#### [やること 1]
有限会社たくみまさのの記事から、「現在は間伐材の有効利用をモッ」から「外での使用例が多数あります。」までを一字も変えずに書き写してください。
#### [やること 2]
有限会社たくみまさのの記事の内容を2文にまとめてください。

多摩産材事業者インタビュー
強みは職人たちの技木を通して人を幸せに
有限会社たくみまさの「代々、木とつき合う中で培ってきた知識と経験を活かし、皆さんに木の良さを伝えていきたい」と山形県最上郡金山町で有限会社たくみまさのを営む正野直弥さんは話します。
祖父の代から木材の仕事に携わり、父正剛さんが製材所を立ち上げ、ブナの製材、婚礼家具などの製造を始め、1981(昭和56)年、有限会社たくみまさのを創業しました。ブナ林の保護活動が行われるようになり、ブナの製材からスギの間伐材の利活用へと事業はシフトしていきました。
現在は間伐材の有効利用をモットーに、治山、河川、公園、建築など幅広い分野で企画、設計、施工まで提案を行っています。
1996(平成8)年には防腐加圧機を導入して、環境に配慮した防腐剤を加圧注入し、防腐、防蟻効果に優れた製品の販売も行っています。スギの間伐材が増え、有効利用出来ないか試行錯誤する中から生まれたのが木製景観舗装材、「木レンガ」でした。
木レンガには、ユニット式のウッドロックと単体型のインターウッドの2種類があります。インターウッドはスギ材単体であるのに対し、ウッドロックは木で樹脂を挟み込んでいます。
「ビルの屋上やテラスに敷き詰める、通路に敷くなどにより、夏場のヒートアイランド現象の緩和につながります。木質なのでクッション性があり、やわらかく、転んでもケガが少ないなどの長所があります」
施工例として国立科学博物館上野本館や東京都町田市図師小学校の中庭、東京都妙正寺川鷺宮調整池遊歩道など、屋外での使用例が多数あります。

#### [集めたデータ]
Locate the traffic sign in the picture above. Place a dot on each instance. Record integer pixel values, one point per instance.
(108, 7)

#### [正しい答え 1]
現在は間伐材の有効利用をモットーに、治山、河川、公園、建築など幅広い分野で企画、設計、施工まで提案を行っています。
1996(平成8)年には防腐加圧機を導入して、環境に配慮した防腐剤を加圧注入し、防腐、防蟻効果に優れた製品の販売も行っています。スギの間伐材が増え、有効利用出来ないか試行錯誤する中から生まれたのが木製景観舗装材、「木レンガ」でした。
木レンガには、ユニット式のウッドロックと単体型のインターウッドの2種類があります。インターウッドはスギ材単体であるのに対し、ウッドロックは木で樹脂を挟み込んでいます。
「ビルの屋上やテラスに敷き詰める、通路に敷くなどにより、夏場のヒートアイランド現象の緩和につながります。木質なのでクッション性があり、やわらかく、転んでもケガが少ないなどの長所があります」
施工例として国立科学博物館上野本館や東京都町田市図師小学校の中庭、東京都妙正寺川鷺宮調整池遊歩道など、屋外での使用例が多数あります。

#### [正しい答え 2]
山形県金山町の有限会社たくみまさのは、祖父の代から木材の仕事に携わってきた家が営む会社で、ブナ林の保護活動をきっかけに、ブナの製材からスギの間伐材の利活用へと事業を移しました。間伐材を有効に使おうと試行錯誤する中から木製の舗装材「木レンガ」が生まれ、ヒートアイランド現象の緩和につながることや、やわらかく転んでもケガが少ないことなどの長所があり、屋外で多く使われています。